[Records for the exercise — start]
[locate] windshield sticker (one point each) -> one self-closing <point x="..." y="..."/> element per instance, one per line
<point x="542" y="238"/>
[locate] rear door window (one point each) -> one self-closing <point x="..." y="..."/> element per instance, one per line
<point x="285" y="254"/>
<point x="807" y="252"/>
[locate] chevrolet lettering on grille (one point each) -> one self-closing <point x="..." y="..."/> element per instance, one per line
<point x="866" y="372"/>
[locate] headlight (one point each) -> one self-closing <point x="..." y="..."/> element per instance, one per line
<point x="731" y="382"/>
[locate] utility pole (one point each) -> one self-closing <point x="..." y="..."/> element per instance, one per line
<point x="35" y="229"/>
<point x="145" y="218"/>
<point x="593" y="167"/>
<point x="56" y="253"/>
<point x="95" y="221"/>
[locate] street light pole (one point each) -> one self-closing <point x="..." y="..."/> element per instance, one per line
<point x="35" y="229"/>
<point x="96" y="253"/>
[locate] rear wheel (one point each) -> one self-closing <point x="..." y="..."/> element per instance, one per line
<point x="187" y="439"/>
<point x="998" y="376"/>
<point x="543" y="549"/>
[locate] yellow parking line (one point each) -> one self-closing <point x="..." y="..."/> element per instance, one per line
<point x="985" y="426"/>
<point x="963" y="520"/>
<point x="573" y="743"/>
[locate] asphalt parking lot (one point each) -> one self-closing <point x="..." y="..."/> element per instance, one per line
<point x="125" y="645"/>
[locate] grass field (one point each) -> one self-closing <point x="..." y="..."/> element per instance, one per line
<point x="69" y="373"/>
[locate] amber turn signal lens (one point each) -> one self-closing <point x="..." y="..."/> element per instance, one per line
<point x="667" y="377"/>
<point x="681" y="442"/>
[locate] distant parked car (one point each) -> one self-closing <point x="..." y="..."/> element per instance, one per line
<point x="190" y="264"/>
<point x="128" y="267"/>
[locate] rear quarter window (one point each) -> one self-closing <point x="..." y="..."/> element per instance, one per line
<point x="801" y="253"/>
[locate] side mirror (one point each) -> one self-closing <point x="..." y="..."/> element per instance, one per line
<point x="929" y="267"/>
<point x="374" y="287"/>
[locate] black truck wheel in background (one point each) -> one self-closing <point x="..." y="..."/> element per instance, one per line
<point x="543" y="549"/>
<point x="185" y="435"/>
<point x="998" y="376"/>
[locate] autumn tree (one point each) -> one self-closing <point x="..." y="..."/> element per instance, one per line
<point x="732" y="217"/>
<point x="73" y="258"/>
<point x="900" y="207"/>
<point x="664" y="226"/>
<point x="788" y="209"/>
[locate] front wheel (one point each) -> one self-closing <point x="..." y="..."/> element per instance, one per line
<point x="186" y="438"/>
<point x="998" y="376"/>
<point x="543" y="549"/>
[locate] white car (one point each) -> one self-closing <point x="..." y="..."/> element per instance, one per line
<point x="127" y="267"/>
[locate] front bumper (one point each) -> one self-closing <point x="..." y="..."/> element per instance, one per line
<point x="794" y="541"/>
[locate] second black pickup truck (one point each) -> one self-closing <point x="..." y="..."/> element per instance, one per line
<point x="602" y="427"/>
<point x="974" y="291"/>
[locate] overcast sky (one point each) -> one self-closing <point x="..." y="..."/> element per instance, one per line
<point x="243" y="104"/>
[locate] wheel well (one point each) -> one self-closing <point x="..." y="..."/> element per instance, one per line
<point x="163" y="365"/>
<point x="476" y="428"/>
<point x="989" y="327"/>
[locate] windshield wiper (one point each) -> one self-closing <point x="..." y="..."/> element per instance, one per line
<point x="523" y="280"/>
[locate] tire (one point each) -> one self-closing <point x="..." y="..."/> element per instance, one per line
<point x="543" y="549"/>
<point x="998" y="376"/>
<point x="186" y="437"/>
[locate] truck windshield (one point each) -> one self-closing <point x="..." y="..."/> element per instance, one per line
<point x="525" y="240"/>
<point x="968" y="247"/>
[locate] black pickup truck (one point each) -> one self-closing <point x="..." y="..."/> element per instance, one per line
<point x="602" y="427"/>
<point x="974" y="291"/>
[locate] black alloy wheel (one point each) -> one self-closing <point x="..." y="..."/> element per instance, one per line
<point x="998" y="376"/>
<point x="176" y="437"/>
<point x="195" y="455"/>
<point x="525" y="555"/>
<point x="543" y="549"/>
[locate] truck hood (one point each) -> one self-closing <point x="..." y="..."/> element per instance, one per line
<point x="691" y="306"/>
[Records for the exercise — finish]
Work request: All of the data above should be duplicated exactly.

Response to this task:
[locate] windshield sticker (one point each) -> one self-closing <point x="..." y="..."/> element per instance, one per line
<point x="542" y="238"/>
[locate] rear door window (one point each) -> one self-closing <point x="..." y="..."/> element per instance, one per line
<point x="285" y="254"/>
<point x="807" y="252"/>
[locate] chevrolet lettering on grille (one point each) -> one self-closing <point x="..." y="..."/> element per instance, one per line
<point x="866" y="372"/>
[locate] headlight (one point each) -> one self-closing <point x="..." y="..."/> element per instance, one per line
<point x="731" y="382"/>
[locate] utility pole (one point each) -> one self-closing <point x="..." y="..."/> element per instance, one per line
<point x="35" y="229"/>
<point x="145" y="218"/>
<point x="593" y="167"/>
<point x="56" y="253"/>
<point x="95" y="221"/>
[locate] street light pole (one point each) -> one self-closing <point x="..." y="..."/> element per instance, one per line
<point x="35" y="229"/>
<point x="96" y="253"/>
[locate] rear wheel (one point each) -> one self-closing <point x="..." y="..."/> element per instance, one per line
<point x="187" y="439"/>
<point x="998" y="376"/>
<point x="543" y="549"/>
[locate] yellow parking line (one point each) -> one self-closing <point x="..." y="..."/> element per instance, one per line
<point x="985" y="426"/>
<point x="963" y="520"/>
<point x="573" y="743"/>
[locate] asphalt parking lot (one point each) -> one self-closing <point x="..." y="..."/> element per instance, one per line
<point x="125" y="645"/>
[locate] grass field (one point each) -> one self-closing <point x="..." y="..."/> element per instance, one per line
<point x="69" y="373"/>
[locate] amber turn signal lens (one point each) -> one self-closing <point x="..." y="..."/> element per instance, one per line
<point x="667" y="377"/>
<point x="681" y="442"/>
[locate] distant parked car (one point each) -> one self-closing <point x="..." y="..."/> element per instance, one per line
<point x="190" y="264"/>
<point x="128" y="267"/>
[locate] rear quarter window (one point each) -> one self-closing <point x="..." y="..."/> element per instance, one per line
<point x="801" y="253"/>
[locate] side mirror (one point each) -> one self-closing <point x="..." y="..."/> element per instance, one per line
<point x="929" y="267"/>
<point x="374" y="287"/>
[locate] black truck wheel in background (one point each) -> one self-closing <point x="..." y="..."/> element per instance, one per line
<point x="543" y="549"/>
<point x="185" y="435"/>
<point x="998" y="376"/>
[locate] autumn tree (one point each) -> one self-closing <point x="..." y="..."/> element per instance, one per line
<point x="732" y="217"/>
<point x="73" y="258"/>
<point x="900" y="207"/>
<point x="664" y="226"/>
<point x="788" y="209"/>
[locate] front wheel (one point each) -> one self-closing <point x="..." y="..."/> element per instance, one per line
<point x="186" y="438"/>
<point x="998" y="376"/>
<point x="543" y="549"/>
[locate] white car (one point each) -> one self-closing <point x="..." y="..."/> element per instance, one per line
<point x="127" y="267"/>
[locate] front bumper (one point each) -> one self-closing <point x="..." y="..."/> element per instance, one per line
<point x="794" y="541"/>
[locate] second black pickup truck (one point each) -> one self-closing <point x="..." y="..."/> element per instance, one per line
<point x="602" y="427"/>
<point x="974" y="291"/>
[locate] overcast sky (one point each) -> one self-closing <point x="..." y="..."/> element per instance, one per line
<point x="243" y="104"/>
[locate] wheel well (one point each) -> one self-closing <point x="..." y="..."/> element per instance, one per line
<point x="163" y="365"/>
<point x="476" y="428"/>
<point x="989" y="327"/>
[locate] windshield wiper (one point each) -> one self-closing <point x="..." y="..."/> element per instance, one per line
<point x="523" y="280"/>
[locate] tire (one point each) -> one self-closing <point x="..." y="..."/> element per instance, one per line
<point x="543" y="549"/>
<point x="998" y="376"/>
<point x="186" y="437"/>
[locate] truck windshield (one point each) -> one self-closing <point x="..." y="..."/> element per instance, one per line
<point x="525" y="240"/>
<point x="968" y="247"/>
[locate] black pickup truck (one point each) -> one self-closing <point x="..." y="..."/> element per instance, one per line
<point x="602" y="427"/>
<point x="974" y="291"/>
[locate] black alloy wheel (one point each) -> one self-closing <point x="..." y="..."/> element per instance, one per line
<point x="998" y="376"/>
<point x="176" y="437"/>
<point x="195" y="455"/>
<point x="525" y="555"/>
<point x="543" y="549"/>
[locate] truck hood (one point each) -> one self-closing <point x="..." y="..."/> element per instance, one per line
<point x="691" y="306"/>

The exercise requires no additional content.